====== Task material

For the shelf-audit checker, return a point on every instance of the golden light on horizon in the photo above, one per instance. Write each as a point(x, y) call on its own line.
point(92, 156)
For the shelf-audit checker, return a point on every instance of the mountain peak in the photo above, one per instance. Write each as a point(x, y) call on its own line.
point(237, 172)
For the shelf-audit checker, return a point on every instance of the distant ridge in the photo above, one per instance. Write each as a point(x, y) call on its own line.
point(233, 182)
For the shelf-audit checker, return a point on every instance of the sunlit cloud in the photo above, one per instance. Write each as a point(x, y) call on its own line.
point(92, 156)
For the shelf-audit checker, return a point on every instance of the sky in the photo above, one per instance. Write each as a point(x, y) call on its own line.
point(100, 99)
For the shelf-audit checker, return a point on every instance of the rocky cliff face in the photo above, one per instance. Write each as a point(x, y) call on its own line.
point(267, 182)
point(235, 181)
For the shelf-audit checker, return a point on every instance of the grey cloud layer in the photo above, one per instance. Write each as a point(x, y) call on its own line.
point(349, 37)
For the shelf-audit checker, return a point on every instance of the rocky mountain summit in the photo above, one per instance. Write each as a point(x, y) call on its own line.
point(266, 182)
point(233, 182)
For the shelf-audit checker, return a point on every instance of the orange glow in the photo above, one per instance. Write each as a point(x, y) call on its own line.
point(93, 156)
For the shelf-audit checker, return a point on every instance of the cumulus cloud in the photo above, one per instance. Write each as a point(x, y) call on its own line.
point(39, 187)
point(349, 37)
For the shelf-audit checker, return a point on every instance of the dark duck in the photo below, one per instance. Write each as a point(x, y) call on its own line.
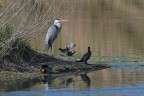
point(86, 56)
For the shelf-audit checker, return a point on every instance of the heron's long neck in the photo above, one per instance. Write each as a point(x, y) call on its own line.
point(58, 25)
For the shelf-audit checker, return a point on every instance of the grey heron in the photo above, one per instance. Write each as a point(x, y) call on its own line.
point(86, 56)
point(52, 33)
point(69, 46)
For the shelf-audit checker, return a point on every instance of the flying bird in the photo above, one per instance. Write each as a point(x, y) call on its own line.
point(86, 56)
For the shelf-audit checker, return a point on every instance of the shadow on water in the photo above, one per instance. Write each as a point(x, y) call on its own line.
point(96, 81)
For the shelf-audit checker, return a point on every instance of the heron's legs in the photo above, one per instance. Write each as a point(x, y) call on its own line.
point(51, 51)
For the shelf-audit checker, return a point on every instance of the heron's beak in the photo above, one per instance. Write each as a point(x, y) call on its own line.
point(64, 20)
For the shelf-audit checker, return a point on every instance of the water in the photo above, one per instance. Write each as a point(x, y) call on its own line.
point(123, 79)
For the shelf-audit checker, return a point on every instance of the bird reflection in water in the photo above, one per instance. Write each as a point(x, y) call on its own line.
point(47, 80)
point(86, 79)
point(68, 82)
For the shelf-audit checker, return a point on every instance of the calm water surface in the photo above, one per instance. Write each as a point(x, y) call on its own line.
point(125, 79)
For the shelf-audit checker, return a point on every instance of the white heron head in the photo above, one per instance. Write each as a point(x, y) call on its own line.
point(57, 22)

============

Goal -
Starting at the line that contains "of the shadow", quote each remaining line of the entries above, unchanged.

Response -
For the shelf-audit checker, return a point on every instance of the shadow on water in the photo above, one per instance. Write each as a point(x, y) call on its own line.
point(96, 81)
For the shelf-audit checker, return a point on every instance of the heron's legs in the photo above, one per instance. Write each as a point(x, y) call on its own line.
point(51, 51)
For the shelf-audit checker, return a point on every instance of the heron's beak in the photo above, one per instance. Write each as a point(x, y) call on its own line.
point(64, 20)
For the shelf-audit checker, return a point on every instance of the water in the photo above, one per instance. Write each as a point(x, y) call on its own line.
point(123, 79)
For the shelf-audit checker, return a point on every instance of the bird reflection in water in the photo above, one per instance. Write each as a point(x, y) call on its own line.
point(47, 80)
point(86, 79)
point(68, 82)
For the shelf-audit checker, return a point on every instance of the calm water surface in the photo above, one per instance. Write each as a point(x, y) call on its own line.
point(125, 79)
For the shelf-audit checker, return a point on every instance of the white heron head in the photo above, one per instance. Write each as a point(x, y) call on its own line.
point(57, 22)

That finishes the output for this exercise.